Please retype all of the entries that follow, leaving the images out.

···

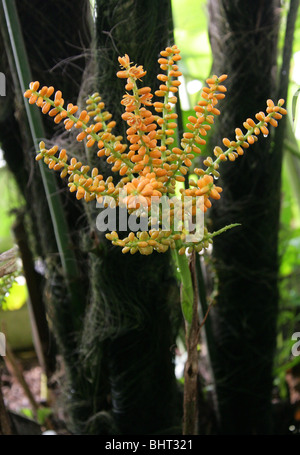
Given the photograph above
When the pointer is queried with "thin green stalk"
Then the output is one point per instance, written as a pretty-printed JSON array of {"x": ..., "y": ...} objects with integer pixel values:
[
  {"x": 186, "y": 291},
  {"x": 60, "y": 226}
]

···

#### [TASK OUTPUT]
Given the photograph above
When the pointer is queried with "thin green stalk"
Then the output is one point per instance, written as a pretty-printed JSON array of {"x": ..., "y": ...} objects with integer pixel values:
[
  {"x": 186, "y": 291},
  {"x": 60, "y": 226}
]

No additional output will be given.